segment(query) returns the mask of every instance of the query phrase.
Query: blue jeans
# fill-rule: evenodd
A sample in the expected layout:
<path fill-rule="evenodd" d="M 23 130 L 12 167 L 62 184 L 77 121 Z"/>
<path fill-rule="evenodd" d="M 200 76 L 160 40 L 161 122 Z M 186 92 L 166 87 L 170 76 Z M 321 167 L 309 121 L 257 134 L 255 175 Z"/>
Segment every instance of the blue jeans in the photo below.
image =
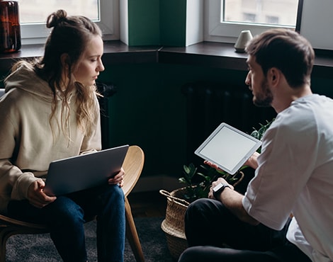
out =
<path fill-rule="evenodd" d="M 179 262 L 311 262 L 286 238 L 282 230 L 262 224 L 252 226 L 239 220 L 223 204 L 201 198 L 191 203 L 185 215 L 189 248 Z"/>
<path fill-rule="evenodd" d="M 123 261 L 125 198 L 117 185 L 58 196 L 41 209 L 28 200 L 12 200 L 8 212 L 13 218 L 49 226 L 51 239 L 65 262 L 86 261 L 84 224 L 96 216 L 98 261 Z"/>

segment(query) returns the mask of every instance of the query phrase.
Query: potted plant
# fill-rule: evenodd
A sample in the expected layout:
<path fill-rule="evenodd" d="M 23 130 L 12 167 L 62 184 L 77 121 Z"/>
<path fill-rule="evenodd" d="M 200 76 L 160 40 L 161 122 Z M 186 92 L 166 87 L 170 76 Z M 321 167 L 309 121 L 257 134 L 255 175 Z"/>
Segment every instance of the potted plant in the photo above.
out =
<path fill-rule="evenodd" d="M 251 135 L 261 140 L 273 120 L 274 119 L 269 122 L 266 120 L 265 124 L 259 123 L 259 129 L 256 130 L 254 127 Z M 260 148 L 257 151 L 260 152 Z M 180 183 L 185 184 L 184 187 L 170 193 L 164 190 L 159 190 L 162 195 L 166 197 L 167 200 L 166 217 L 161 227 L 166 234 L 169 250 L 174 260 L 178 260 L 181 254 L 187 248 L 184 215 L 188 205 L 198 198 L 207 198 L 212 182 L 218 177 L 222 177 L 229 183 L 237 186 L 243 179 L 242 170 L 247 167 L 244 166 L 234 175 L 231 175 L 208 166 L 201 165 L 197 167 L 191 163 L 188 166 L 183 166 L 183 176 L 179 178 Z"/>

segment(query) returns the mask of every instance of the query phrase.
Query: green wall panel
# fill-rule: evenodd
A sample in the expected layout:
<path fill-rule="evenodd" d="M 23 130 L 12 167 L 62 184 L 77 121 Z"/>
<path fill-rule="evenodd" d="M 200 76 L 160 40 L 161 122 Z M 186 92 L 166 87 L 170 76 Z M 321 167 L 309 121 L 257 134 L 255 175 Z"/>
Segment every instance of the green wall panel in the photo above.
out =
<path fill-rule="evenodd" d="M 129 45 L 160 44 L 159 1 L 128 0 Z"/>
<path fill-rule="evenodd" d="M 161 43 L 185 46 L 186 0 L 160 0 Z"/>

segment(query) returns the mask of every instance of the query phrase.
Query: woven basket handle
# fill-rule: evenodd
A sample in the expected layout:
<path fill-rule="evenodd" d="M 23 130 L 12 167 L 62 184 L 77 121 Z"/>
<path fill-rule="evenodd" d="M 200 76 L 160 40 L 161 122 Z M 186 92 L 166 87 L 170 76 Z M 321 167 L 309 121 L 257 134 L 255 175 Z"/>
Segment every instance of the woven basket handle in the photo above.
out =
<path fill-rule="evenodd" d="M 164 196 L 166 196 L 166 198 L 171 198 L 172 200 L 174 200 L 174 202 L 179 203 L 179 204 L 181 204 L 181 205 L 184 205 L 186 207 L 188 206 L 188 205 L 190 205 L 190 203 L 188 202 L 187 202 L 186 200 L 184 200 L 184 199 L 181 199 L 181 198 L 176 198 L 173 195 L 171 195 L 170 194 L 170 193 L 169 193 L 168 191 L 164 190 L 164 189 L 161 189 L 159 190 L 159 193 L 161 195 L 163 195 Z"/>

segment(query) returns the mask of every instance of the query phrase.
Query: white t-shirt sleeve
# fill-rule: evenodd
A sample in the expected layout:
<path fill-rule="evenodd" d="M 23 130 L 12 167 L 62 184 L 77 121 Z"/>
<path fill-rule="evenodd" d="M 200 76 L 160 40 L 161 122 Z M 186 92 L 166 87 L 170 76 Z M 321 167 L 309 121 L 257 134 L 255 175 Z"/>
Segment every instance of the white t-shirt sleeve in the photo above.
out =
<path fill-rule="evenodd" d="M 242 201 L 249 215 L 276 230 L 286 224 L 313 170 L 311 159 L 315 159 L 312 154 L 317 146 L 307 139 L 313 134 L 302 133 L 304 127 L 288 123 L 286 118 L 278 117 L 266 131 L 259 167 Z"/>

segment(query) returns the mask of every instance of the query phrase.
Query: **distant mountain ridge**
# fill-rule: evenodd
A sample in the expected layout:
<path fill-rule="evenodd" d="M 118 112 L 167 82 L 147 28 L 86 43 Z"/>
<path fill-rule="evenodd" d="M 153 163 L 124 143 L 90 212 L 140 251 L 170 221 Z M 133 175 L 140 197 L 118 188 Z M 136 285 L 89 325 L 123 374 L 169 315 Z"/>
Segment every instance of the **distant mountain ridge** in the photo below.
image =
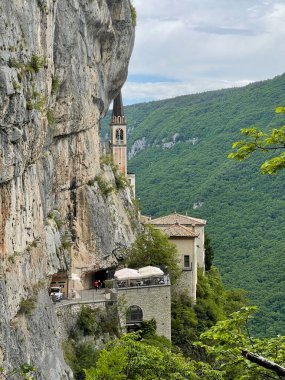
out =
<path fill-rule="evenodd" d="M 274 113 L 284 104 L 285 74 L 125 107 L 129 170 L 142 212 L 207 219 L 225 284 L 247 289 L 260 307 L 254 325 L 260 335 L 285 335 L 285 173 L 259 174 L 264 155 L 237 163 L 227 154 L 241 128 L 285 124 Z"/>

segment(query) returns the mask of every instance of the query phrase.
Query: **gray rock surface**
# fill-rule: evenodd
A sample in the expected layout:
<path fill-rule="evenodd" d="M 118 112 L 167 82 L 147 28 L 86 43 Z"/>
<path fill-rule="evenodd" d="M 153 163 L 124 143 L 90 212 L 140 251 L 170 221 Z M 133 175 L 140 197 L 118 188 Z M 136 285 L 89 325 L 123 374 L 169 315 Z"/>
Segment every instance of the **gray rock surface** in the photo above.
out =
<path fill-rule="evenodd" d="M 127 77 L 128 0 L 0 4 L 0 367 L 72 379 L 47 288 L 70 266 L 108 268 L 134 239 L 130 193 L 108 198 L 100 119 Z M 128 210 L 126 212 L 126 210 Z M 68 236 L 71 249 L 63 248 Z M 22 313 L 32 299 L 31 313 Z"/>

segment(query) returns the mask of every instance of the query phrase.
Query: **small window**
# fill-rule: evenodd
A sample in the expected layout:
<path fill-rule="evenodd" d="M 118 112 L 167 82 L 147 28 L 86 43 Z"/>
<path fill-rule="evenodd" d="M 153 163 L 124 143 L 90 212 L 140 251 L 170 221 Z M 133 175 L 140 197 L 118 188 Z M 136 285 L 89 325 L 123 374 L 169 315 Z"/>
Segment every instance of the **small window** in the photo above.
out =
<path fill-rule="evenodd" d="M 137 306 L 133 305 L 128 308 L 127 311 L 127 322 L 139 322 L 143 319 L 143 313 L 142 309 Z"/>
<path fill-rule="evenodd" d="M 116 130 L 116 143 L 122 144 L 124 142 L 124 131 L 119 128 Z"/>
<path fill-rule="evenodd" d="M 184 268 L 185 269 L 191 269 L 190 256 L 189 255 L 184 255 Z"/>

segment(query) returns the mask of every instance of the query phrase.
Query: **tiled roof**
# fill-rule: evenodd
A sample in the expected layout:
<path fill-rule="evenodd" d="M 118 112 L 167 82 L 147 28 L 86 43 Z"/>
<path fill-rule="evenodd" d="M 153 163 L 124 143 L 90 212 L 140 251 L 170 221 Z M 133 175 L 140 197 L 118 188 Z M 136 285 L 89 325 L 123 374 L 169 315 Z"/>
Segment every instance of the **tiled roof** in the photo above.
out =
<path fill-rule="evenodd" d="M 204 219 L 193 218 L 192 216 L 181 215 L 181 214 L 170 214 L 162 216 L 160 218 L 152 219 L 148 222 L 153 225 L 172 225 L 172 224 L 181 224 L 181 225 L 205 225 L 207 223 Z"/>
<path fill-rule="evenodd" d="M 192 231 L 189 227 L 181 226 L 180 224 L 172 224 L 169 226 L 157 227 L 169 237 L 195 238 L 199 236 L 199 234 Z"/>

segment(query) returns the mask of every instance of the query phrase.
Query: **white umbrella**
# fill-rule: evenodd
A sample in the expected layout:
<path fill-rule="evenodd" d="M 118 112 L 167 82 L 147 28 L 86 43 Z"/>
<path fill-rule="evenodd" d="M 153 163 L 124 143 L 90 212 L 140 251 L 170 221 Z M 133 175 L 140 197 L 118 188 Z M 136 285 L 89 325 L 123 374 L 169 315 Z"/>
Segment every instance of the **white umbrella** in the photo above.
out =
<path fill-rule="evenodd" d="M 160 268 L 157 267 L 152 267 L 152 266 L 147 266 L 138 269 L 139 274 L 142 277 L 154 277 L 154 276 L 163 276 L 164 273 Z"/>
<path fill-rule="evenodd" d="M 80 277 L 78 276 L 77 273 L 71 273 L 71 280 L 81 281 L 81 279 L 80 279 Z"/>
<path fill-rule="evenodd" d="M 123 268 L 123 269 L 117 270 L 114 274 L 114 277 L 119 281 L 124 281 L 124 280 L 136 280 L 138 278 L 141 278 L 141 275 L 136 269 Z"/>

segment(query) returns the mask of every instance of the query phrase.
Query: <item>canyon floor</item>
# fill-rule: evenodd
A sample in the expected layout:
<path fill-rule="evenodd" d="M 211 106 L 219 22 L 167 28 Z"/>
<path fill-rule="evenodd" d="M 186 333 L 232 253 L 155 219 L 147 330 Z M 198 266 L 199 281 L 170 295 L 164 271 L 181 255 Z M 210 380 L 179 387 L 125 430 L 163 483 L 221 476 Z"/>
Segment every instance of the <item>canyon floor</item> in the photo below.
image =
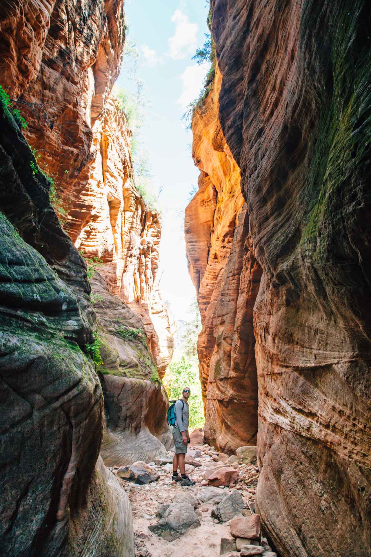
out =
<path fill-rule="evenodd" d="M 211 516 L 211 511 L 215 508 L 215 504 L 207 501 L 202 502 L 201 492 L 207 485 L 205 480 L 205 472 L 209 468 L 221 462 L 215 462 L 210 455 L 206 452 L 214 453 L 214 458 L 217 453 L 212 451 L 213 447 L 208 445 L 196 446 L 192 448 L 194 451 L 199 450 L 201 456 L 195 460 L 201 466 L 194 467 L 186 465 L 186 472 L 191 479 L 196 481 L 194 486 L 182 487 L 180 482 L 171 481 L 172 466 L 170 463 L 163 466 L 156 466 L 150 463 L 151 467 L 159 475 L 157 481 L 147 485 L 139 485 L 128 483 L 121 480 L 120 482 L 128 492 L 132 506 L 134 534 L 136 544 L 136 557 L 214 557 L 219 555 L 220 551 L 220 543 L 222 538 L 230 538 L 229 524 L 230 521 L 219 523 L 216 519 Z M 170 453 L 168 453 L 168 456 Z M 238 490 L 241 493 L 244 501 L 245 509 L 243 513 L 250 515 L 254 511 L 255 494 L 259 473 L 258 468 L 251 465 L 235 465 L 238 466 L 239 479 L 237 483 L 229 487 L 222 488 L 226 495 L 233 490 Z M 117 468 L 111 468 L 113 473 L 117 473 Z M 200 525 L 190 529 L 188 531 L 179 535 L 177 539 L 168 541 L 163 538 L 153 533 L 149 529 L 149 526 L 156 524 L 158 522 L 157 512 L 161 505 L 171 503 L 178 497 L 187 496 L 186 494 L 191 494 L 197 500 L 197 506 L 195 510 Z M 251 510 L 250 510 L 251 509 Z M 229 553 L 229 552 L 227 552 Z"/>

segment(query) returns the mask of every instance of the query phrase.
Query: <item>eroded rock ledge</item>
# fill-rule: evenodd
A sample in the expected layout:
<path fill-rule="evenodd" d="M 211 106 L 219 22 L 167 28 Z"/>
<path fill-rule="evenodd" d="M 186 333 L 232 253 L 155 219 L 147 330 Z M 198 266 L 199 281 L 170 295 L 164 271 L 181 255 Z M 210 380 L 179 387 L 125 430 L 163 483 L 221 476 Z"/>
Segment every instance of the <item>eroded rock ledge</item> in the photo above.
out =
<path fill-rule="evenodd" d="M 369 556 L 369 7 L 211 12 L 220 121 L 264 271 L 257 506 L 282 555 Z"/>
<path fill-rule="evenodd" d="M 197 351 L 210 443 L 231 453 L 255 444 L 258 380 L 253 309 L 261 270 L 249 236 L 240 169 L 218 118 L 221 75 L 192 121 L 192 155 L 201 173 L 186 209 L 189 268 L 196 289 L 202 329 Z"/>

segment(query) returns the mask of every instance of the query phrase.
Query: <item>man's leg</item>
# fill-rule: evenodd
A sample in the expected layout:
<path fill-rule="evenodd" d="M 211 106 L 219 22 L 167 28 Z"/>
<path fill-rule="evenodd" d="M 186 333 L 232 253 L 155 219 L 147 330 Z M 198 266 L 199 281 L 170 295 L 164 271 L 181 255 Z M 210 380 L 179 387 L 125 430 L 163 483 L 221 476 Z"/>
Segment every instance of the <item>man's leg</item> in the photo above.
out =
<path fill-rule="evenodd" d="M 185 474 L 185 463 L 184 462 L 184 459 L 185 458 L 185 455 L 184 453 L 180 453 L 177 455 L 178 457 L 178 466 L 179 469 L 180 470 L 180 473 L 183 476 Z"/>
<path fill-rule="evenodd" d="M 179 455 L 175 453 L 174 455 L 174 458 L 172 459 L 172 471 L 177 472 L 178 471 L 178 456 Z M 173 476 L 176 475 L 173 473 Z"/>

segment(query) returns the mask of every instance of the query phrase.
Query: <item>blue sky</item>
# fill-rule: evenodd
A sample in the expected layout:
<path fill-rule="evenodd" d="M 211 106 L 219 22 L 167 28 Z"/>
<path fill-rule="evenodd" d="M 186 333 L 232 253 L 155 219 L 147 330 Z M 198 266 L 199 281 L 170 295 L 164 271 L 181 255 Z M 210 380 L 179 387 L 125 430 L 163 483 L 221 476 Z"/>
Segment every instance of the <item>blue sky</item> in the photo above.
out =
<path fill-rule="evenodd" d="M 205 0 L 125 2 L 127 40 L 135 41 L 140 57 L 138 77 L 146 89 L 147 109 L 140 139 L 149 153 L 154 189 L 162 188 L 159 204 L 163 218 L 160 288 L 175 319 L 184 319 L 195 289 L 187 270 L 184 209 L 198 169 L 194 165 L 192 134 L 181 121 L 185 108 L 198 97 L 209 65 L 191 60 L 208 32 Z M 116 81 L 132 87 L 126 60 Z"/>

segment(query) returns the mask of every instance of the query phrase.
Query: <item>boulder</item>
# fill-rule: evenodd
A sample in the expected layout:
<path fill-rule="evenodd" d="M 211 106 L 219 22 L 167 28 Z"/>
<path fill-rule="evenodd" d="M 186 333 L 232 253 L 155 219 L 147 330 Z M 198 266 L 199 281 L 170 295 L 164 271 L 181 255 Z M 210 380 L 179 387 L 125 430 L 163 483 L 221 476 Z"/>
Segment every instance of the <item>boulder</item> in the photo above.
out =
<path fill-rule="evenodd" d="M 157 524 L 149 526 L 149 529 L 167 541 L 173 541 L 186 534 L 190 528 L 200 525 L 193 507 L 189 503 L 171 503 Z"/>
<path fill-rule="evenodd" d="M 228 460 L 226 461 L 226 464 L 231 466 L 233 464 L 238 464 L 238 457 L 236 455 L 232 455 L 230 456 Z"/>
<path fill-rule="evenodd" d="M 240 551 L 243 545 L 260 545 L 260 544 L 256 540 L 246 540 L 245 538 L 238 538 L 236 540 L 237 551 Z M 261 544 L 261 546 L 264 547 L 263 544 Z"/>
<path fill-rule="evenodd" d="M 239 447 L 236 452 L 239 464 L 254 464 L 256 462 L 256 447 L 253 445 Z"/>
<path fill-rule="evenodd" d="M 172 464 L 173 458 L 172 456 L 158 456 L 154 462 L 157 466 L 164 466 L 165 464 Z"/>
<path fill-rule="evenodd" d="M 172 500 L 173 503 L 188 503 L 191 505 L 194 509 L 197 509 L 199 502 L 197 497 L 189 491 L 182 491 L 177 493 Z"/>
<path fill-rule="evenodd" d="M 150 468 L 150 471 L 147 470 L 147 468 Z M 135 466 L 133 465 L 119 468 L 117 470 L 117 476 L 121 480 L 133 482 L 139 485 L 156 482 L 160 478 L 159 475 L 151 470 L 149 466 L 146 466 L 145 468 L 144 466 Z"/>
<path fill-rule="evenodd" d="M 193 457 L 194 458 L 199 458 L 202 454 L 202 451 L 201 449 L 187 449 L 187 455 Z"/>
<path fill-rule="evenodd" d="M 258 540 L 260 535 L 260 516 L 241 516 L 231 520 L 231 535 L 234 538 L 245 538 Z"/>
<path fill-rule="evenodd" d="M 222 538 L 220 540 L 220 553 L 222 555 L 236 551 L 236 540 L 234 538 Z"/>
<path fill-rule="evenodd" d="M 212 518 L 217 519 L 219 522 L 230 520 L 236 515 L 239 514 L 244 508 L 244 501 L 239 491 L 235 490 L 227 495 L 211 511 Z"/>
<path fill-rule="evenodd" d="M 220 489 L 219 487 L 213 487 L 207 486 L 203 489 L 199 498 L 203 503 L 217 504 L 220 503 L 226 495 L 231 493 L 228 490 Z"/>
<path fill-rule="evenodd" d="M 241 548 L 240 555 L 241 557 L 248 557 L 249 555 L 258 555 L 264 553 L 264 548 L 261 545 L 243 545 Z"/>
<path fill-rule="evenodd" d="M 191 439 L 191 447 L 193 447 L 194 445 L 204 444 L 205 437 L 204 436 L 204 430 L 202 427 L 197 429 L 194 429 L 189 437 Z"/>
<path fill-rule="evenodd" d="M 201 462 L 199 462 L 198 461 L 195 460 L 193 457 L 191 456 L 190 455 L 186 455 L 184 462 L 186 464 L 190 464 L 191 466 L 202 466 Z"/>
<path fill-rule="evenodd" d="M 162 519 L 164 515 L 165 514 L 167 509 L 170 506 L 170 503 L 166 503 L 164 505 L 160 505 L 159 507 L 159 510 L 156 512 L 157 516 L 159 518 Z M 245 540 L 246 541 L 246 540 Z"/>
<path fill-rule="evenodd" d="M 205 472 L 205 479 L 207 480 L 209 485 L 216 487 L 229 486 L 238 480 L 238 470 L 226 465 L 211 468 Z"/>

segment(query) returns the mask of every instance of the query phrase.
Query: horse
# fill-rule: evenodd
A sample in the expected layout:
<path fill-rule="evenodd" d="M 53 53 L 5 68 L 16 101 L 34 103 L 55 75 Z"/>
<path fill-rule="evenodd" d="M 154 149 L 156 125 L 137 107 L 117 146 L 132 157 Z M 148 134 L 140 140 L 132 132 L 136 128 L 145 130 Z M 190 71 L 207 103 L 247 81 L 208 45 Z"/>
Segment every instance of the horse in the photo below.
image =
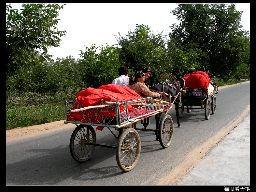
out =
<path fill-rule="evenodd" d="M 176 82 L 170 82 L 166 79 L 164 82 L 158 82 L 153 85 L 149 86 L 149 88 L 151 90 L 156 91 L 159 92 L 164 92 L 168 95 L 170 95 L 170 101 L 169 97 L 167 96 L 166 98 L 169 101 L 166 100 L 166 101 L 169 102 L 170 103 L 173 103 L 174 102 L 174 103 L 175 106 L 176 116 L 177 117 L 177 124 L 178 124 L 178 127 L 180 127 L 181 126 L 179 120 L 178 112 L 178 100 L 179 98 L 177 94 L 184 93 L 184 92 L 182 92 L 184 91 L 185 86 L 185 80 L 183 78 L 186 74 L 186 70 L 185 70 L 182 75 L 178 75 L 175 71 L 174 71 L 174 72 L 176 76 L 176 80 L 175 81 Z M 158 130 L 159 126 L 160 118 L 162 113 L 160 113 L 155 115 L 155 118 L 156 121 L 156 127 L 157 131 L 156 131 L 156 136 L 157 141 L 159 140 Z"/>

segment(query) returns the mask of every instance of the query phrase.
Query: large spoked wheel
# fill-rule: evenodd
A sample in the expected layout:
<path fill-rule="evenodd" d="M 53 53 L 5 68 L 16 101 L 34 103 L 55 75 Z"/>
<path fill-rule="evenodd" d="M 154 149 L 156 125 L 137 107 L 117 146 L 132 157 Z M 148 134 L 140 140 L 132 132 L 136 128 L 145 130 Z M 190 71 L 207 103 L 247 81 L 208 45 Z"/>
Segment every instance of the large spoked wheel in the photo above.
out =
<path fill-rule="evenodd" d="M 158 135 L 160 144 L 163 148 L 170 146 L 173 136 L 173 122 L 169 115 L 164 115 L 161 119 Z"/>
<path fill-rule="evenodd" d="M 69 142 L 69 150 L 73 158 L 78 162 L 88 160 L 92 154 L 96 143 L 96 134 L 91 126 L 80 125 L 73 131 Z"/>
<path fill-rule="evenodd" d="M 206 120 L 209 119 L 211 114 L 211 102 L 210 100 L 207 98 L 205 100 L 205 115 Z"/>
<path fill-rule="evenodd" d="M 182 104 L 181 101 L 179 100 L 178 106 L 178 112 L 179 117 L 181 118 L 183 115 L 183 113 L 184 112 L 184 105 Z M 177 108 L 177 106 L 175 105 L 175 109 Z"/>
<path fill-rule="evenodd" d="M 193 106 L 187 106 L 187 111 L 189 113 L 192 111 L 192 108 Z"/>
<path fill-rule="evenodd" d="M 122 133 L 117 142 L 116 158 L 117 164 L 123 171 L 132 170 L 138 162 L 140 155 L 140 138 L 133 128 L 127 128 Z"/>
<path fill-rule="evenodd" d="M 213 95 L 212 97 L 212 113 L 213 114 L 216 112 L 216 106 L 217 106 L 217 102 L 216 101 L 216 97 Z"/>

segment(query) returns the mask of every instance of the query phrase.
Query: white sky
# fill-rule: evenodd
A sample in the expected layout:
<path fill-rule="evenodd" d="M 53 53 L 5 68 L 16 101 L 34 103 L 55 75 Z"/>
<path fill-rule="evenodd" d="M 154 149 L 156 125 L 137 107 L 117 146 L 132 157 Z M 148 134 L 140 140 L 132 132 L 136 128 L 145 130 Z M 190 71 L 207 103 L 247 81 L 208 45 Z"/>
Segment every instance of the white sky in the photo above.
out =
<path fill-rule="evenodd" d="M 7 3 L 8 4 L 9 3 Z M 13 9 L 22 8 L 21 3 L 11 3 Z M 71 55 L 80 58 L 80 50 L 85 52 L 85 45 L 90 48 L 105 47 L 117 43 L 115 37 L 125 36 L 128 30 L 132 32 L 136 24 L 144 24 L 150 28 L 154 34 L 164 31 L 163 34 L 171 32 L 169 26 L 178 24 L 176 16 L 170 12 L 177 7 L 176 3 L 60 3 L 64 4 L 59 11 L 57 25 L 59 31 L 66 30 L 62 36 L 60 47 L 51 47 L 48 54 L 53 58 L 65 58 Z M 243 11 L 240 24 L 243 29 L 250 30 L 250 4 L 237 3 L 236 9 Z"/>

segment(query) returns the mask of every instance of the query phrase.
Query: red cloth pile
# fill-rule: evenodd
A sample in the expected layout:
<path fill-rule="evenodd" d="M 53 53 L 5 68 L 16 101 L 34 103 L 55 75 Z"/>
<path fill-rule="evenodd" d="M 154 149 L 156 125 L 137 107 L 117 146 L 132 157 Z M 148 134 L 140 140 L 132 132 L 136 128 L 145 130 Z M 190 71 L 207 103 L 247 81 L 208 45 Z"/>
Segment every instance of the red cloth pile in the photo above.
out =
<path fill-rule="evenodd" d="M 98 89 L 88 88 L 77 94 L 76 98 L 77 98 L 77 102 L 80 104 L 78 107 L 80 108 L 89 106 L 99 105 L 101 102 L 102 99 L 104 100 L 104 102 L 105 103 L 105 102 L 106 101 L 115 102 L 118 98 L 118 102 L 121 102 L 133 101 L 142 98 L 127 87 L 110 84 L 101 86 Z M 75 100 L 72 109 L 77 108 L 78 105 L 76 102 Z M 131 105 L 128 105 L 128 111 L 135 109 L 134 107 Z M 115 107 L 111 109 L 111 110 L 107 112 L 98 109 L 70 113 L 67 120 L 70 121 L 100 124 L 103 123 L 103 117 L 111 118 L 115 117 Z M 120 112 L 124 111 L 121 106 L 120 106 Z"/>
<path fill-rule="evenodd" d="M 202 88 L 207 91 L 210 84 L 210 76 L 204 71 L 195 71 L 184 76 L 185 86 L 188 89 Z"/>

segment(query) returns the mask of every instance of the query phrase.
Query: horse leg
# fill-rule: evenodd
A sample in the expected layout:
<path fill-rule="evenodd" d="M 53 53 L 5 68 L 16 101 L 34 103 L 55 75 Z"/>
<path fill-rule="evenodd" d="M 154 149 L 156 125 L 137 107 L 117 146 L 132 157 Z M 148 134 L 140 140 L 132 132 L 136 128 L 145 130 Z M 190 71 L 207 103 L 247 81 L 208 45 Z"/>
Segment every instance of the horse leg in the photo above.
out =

--------------------------------------------------

#### Task to complete
Report how many lines of the items above contain the word "wheel", with case counting, and give only that number.

#### Result
2